[Task instructions]: State how many lines in the records below contain the word "given". Nothing else is needed.

[Stored records]:
[Start of Attachment]
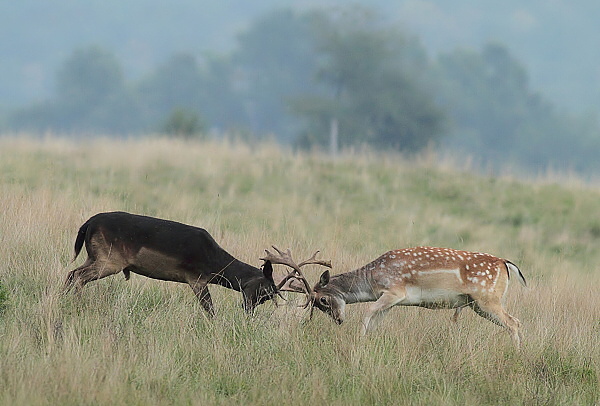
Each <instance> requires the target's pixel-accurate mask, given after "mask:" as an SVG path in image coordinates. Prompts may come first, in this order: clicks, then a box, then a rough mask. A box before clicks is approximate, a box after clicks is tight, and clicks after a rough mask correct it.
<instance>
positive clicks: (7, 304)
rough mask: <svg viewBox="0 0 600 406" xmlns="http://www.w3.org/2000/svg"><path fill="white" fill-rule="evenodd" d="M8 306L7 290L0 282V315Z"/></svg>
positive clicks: (2, 312) (0, 314)
mask: <svg viewBox="0 0 600 406" xmlns="http://www.w3.org/2000/svg"><path fill="white" fill-rule="evenodd" d="M7 306H8V290H7V289H6V288H5V287H4V285H2V282H0V315H1V314H2V313H3V312H4V310H5V309H6V307H7Z"/></svg>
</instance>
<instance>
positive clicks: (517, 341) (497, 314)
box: [471, 300, 522, 349]
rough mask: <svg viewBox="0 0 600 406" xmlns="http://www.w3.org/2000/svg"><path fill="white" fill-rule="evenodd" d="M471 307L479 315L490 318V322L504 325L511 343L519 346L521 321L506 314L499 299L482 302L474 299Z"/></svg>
mask: <svg viewBox="0 0 600 406" xmlns="http://www.w3.org/2000/svg"><path fill="white" fill-rule="evenodd" d="M471 307H472V308H473V310H474V311H475V313H477V314H478V315H480V316H481V317H483V318H485V319H487V320H490V321H491V322H493V323H495V324H497V325H499V326H501V327H504V328H506V329H507V330H508V332H509V334H510V337H511V339H512V340H513V343H514V344H515V347H517V349H519V348H521V341H522V335H521V332H520V331H519V328H520V327H521V322H520V321H519V320H518V319H517V318H516V317H513V316H511V315H510V314H508V312H507V311H506V310H504V307H502V303H500V301H499V300H498V301H496V300H494V301H492V302H487V303H482V302H481V301H475V302H473V303H472V304H471Z"/></svg>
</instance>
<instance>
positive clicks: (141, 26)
mask: <svg viewBox="0 0 600 406" xmlns="http://www.w3.org/2000/svg"><path fill="white" fill-rule="evenodd" d="M522 3H523V2H520V1H516V0H508V1H504V2H494V3H481V2H479V1H476V0H456V1H451V2H448V1H444V0H394V1H392V0H388V1H384V0H374V1H370V2H368V3H367V2H363V3H356V4H350V3H347V2H345V1H333V0H330V1H318V2H316V1H294V2H289V3H288V2H281V1H275V0H258V1H253V2H246V1H237V0H236V1H223V2H210V1H197V0H196V1H192V0H174V1H170V2H161V1H154V0H144V1H141V0H130V1H127V2H120V1H113V0H103V1H99V0H89V1H85V2H77V1H72V0H57V1H53V2H39V1H33V0H23V1H19V2H1V3H0V16H2V17H0V18H1V21H2V24H0V56H1V57H0V73H1V74H0V130H2V132H3V133H23V134H47V133H52V134H65V135H73V136H78V137H86V136H94V135H113V136H147V135H151V134H156V133H166V134H170V135H173V136H183V137H203V136H204V137H206V136H207V134H209V135H210V136H214V137H221V136H224V135H231V134H233V135H235V136H236V137H239V138H242V139H245V140H248V141H250V142H252V141H253V140H260V139H264V138H269V139H271V138H274V139H276V140H278V141H280V142H281V143H282V144H285V145H289V146H292V147H294V148H308V149H323V150H331V149H332V148H333V149H334V150H338V149H342V148H362V147H363V146H365V145H366V146H369V147H370V148H374V149H378V150H384V151H390V150H397V151H400V152H404V153H414V152H419V151H421V150H422V149H424V148H431V149H433V150H437V151H441V152H443V153H446V154H452V155H454V156H460V157H462V156H465V157H469V159H472V160H474V161H475V162H477V163H479V164H481V165H483V166H487V167H491V168H501V167H504V166H507V165H508V166H513V167H516V168H522V169H525V170H528V171H531V172H534V173H535V172H539V171H545V170H547V169H548V168H551V169H554V170H567V171H577V172H579V173H581V174H584V175H590V176H591V175H597V174H598V173H599V172H600V163H599V162H598V156H599V153H600V124H599V121H598V113H599V106H600V47H599V46H598V40H599V39H600V26H599V25H598V23H597V20H598V17H600V3H598V2H597V1H595V0H582V1H579V2H575V3H573V2H567V1H553V0H551V1H548V0H546V1H541V0H533V1H529V2H527V3H526V4H522ZM332 140H333V145H332ZM465 159H466V158H465Z"/></svg>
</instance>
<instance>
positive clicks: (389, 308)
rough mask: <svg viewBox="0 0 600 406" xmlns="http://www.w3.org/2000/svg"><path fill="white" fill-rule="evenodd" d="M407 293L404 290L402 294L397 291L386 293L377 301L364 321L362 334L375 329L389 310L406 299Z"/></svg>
mask: <svg viewBox="0 0 600 406" xmlns="http://www.w3.org/2000/svg"><path fill="white" fill-rule="evenodd" d="M405 297H406V295H405V294H404V292H402V293H401V294H400V295H399V294H397V293H390V292H387V293H384V294H383V295H381V297H380V298H379V299H377V301H376V302H375V303H373V304H372V305H371V307H369V310H368V311H367V315H366V316H365V319H364V321H363V326H362V335H365V334H367V332H369V331H371V330H373V329H374V328H375V327H376V325H377V323H378V322H379V321H380V320H381V319H382V318H383V316H385V314H386V313H387V311H388V310H389V309H390V308H392V307H394V306H396V305H397V304H398V303H400V302H401V301H403V300H404V298H405Z"/></svg>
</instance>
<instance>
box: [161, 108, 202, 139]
mask: <svg viewBox="0 0 600 406" xmlns="http://www.w3.org/2000/svg"><path fill="white" fill-rule="evenodd" d="M204 131H205V128H204V124H203V122H202V118H201V117H200V115H199V114H197V113H194V112H192V111H188V110H186V109H183V108H177V109H175V110H173V111H172V112H171V115H170V116H169V118H168V119H167V121H166V122H165V124H164V125H163V132H165V133H166V134H168V135H171V136H174V137H180V138H201V137H202V134H203V133H204Z"/></svg>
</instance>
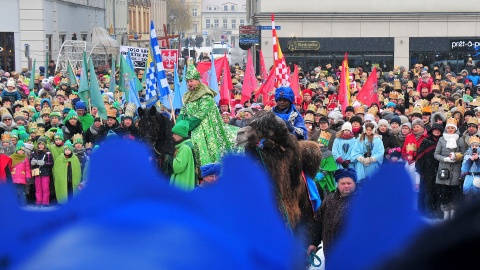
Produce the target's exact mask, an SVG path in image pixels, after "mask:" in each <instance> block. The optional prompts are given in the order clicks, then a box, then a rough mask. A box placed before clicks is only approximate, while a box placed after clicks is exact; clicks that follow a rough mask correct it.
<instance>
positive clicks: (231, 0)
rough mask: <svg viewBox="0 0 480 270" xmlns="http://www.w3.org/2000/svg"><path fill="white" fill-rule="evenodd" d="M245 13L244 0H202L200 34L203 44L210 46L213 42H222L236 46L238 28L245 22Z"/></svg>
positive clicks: (246, 14) (237, 37)
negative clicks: (201, 20) (200, 35)
mask: <svg viewBox="0 0 480 270" xmlns="http://www.w3.org/2000/svg"><path fill="white" fill-rule="evenodd" d="M246 15H247V5H246V1H245V0H203V2H202V26H203V32H202V35H203V38H204V40H205V42H204V44H205V46H211V45H212V44H213V42H224V43H225V44H229V45H230V46H232V47H238V39H239V36H238V33H239V31H238V29H239V26H241V25H245V24H246V22H247V18H246ZM222 37H223V38H222Z"/></svg>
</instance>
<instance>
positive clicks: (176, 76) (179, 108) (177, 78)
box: [173, 64, 183, 110]
mask: <svg viewBox="0 0 480 270" xmlns="http://www.w3.org/2000/svg"><path fill="white" fill-rule="evenodd" d="M174 69H175V73H174V75H173V85H174V89H173V91H174V96H173V108H174V109H175V110H176V109H181V108H182V106H183V101H182V91H181V90H180V89H181V85H180V79H179V78H178V70H177V64H175V67H174Z"/></svg>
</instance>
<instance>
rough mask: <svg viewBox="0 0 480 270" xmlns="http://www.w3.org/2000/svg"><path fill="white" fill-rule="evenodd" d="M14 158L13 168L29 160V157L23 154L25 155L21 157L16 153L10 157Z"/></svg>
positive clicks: (12, 166)
mask: <svg viewBox="0 0 480 270" xmlns="http://www.w3.org/2000/svg"><path fill="white" fill-rule="evenodd" d="M10 157H11V158H12V167H13V166H15V165H17V164H19V163H21V162H22V161H24V160H25V159H26V158H27V155H25V154H23V155H19V154H17V153H14V154H12V155H11V156H10Z"/></svg>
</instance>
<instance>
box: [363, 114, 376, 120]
mask: <svg viewBox="0 0 480 270" xmlns="http://www.w3.org/2000/svg"><path fill="white" fill-rule="evenodd" d="M363 121H364V122H366V121H370V122H375V117H373V115H372V114H371V113H367V114H365V117H363Z"/></svg>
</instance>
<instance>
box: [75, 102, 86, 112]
mask: <svg viewBox="0 0 480 270" xmlns="http://www.w3.org/2000/svg"><path fill="white" fill-rule="evenodd" d="M86 108H87V107H86V106H85V102H83V101H77V103H75V109H76V110H78V109H80V110H85V109H86Z"/></svg>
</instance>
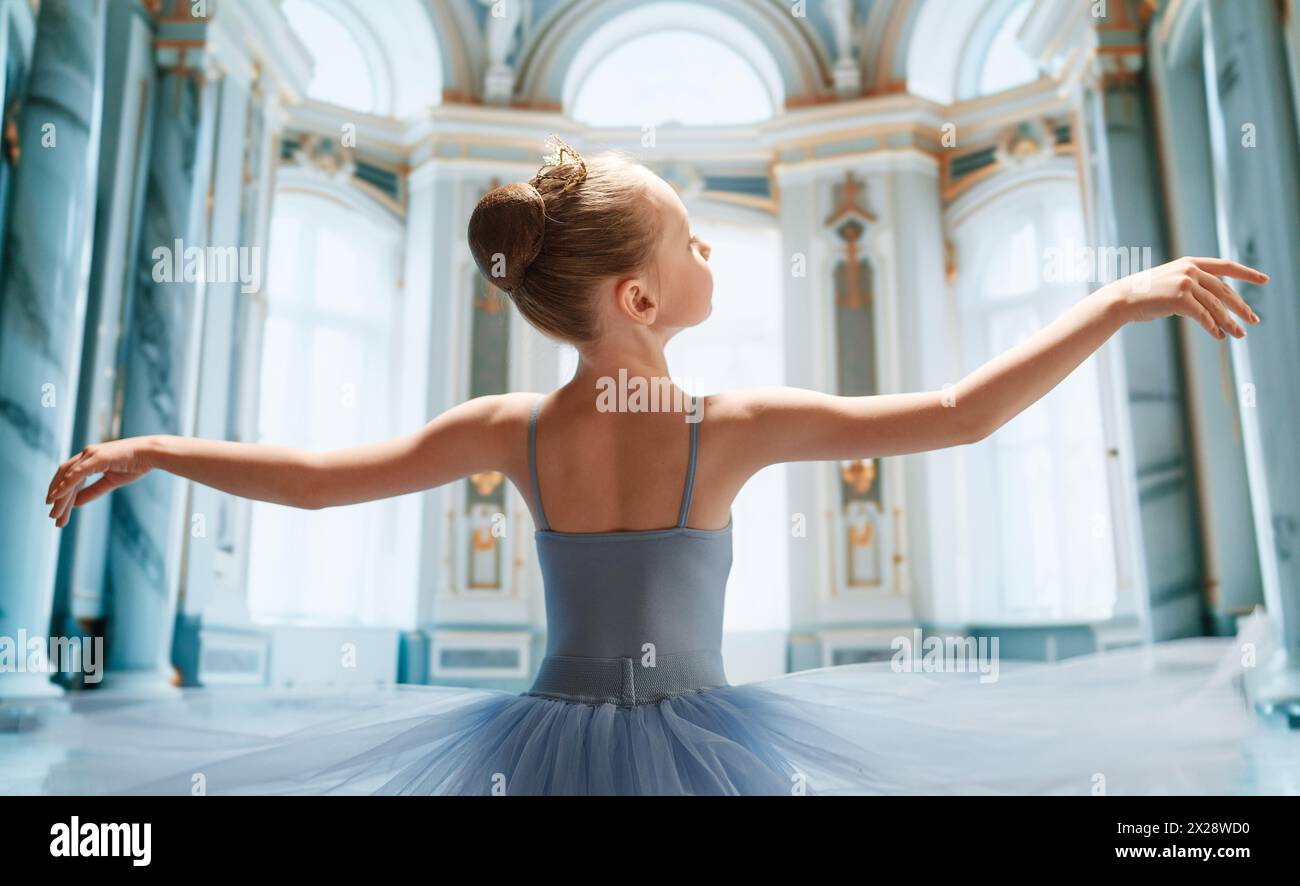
[End of Attachment]
[Result of this task]: 2